Exercise objective ▸
Write out the listing below again, precisely as it is given.

Listed records ▸
┄┄┄┄┄┄
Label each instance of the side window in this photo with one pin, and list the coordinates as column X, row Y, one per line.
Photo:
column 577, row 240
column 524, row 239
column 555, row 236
┄┄┄┄┄┄
Output for this task ▸
Label each instance of the side window in this photo with one pin, and list the coordinates as column X, row Y, one per line.
Photo:
column 577, row 240
column 524, row 239
column 555, row 236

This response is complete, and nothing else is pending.